(Beginning of Listed entries)

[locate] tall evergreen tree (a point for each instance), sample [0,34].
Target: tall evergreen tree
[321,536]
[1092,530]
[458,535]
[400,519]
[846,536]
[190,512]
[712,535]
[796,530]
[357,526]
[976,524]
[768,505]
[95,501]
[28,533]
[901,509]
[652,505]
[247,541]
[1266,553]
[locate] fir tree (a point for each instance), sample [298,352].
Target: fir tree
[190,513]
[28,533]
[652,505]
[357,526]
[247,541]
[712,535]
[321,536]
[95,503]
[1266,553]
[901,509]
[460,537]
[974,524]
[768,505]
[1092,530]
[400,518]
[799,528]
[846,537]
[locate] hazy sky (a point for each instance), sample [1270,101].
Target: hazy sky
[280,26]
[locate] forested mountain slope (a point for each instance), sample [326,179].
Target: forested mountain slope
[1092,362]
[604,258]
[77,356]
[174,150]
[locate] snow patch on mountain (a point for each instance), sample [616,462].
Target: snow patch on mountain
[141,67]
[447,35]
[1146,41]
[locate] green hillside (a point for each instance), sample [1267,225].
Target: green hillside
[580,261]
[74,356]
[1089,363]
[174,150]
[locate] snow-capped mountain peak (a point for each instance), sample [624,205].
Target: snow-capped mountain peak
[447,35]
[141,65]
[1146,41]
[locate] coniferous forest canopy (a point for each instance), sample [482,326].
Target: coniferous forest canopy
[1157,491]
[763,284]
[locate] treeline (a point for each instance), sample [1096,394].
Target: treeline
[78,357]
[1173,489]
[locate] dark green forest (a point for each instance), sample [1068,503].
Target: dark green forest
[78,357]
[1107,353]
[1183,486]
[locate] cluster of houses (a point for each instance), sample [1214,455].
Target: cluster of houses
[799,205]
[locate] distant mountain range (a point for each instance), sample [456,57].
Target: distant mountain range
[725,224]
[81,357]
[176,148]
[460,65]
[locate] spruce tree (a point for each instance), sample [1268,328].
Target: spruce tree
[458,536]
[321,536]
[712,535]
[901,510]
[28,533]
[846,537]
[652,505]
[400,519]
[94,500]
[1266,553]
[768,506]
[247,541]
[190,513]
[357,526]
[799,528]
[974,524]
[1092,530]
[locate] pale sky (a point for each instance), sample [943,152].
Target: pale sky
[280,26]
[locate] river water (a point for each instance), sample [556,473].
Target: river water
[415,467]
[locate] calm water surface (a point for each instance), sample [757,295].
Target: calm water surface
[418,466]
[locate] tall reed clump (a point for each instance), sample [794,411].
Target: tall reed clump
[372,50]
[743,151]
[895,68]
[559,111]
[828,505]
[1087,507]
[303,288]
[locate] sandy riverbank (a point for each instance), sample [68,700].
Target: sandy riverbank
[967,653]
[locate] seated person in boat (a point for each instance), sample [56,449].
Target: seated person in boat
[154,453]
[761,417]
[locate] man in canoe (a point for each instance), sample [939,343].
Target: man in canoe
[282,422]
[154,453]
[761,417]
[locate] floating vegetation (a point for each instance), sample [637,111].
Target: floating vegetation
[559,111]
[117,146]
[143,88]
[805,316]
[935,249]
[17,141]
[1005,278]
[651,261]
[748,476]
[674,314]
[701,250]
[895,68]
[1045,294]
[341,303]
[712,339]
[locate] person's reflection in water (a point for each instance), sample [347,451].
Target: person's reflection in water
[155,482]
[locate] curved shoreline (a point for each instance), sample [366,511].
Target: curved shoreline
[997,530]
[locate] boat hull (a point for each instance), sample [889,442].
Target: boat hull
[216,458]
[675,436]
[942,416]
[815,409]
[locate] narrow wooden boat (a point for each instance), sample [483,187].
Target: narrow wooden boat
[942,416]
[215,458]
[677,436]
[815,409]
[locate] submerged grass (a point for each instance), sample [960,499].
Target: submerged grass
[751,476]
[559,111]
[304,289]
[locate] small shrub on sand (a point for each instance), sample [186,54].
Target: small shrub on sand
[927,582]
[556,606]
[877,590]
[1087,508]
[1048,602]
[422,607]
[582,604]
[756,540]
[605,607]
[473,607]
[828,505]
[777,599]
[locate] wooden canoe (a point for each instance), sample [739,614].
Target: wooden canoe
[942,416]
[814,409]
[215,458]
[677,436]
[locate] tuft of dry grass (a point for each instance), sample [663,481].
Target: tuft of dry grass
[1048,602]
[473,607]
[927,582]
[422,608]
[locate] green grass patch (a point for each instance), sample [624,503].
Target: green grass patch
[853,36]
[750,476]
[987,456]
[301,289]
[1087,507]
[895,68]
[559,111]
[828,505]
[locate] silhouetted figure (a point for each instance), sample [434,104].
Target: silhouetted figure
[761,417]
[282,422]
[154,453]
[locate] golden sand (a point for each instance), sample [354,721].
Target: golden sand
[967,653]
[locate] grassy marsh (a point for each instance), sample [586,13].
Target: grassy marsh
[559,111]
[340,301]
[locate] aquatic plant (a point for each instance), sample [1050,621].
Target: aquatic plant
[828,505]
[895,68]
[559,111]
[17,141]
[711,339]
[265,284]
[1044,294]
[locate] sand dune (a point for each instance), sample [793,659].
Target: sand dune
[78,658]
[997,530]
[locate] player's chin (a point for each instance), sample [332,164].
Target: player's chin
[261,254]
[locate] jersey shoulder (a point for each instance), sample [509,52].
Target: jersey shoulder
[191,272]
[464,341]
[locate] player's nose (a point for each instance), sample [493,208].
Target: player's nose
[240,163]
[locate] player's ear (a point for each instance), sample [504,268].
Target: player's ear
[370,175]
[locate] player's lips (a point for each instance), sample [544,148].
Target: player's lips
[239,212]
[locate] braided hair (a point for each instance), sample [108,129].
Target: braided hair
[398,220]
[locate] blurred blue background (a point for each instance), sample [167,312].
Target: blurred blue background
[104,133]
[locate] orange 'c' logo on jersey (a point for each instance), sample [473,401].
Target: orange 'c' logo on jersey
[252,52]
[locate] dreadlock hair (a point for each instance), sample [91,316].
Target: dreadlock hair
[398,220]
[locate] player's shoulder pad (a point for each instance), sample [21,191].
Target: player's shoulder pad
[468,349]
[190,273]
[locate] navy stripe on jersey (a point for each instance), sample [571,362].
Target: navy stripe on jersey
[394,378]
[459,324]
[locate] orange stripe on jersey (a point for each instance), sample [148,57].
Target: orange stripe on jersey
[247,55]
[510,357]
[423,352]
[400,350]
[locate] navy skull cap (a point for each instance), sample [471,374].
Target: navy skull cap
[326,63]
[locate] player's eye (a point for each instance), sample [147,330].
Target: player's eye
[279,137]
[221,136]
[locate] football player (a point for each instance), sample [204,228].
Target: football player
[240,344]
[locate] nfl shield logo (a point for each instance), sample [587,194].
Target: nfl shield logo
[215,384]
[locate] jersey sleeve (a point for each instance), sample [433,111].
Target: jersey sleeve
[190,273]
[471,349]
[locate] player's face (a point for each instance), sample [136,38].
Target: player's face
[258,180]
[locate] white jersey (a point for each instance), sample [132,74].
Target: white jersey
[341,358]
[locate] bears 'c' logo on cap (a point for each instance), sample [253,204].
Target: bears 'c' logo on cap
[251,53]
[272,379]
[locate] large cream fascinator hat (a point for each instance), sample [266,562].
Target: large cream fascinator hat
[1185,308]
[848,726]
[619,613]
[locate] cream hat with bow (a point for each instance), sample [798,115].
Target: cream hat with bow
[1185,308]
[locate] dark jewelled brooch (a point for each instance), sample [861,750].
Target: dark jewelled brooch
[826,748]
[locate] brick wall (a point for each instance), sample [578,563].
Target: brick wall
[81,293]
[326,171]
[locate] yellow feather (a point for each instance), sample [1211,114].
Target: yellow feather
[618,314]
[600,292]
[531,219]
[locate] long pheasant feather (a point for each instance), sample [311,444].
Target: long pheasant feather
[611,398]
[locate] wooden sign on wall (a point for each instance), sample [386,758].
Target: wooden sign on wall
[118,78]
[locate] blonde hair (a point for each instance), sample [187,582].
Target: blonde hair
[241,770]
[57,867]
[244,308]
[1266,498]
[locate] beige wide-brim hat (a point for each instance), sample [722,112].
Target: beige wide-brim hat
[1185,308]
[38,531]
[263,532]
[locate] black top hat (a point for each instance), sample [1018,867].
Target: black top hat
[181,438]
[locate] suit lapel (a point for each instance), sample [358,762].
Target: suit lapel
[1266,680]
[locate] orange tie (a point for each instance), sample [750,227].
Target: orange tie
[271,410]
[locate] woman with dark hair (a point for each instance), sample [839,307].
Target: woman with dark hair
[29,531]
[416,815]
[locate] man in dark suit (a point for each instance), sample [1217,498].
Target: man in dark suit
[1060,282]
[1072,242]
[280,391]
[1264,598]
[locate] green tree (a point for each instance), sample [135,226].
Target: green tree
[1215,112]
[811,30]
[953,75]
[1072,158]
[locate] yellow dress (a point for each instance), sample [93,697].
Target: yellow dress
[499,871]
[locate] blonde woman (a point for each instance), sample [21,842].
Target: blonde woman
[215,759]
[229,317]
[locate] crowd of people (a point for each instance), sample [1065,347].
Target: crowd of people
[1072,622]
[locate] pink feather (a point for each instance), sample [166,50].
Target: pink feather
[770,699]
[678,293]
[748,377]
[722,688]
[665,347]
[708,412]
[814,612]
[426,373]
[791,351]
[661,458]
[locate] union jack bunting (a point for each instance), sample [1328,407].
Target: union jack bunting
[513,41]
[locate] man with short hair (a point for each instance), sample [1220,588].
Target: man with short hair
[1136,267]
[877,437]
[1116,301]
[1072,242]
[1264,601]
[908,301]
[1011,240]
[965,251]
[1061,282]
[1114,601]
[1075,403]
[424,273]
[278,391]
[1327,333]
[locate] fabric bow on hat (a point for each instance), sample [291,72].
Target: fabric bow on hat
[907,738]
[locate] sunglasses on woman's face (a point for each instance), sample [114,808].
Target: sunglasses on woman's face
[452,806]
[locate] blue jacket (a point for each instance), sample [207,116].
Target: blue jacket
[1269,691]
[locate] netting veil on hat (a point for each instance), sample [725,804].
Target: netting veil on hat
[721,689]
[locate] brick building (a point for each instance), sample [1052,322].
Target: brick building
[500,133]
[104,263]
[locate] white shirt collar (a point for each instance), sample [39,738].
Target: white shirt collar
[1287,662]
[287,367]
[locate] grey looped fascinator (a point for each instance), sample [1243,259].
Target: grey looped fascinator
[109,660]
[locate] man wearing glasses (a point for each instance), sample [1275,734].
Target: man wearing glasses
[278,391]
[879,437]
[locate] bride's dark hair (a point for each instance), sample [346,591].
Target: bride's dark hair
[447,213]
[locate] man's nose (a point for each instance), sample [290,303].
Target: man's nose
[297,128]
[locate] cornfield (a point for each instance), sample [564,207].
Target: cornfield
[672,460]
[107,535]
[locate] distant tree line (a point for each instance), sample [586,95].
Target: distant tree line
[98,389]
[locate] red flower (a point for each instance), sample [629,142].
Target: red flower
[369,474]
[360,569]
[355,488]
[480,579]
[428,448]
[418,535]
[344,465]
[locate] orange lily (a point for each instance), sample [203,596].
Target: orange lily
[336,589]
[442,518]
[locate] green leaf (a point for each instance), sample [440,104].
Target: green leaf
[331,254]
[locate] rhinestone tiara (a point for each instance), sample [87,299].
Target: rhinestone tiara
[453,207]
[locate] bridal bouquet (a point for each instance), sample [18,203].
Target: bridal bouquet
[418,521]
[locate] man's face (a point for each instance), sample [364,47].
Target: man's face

(End of Listed entries)

What is needed
Print exactly the lines of the listing above starting at the line containing "[locate] wooden sign" and ending at the line containing "[locate] beige wide-brim", both included.

Task solution
[locate] wooden sign on wall (a point for each instance), sample [386,758].
Target: wooden sign on wall
[118,78]
[locate] blonde hair (a point for each instance), sample [187,582].
Target: blonde hair
[241,770]
[57,867]
[244,308]
[1266,498]
[locate] beige wide-brim hat (a point for each instance), sample [722,112].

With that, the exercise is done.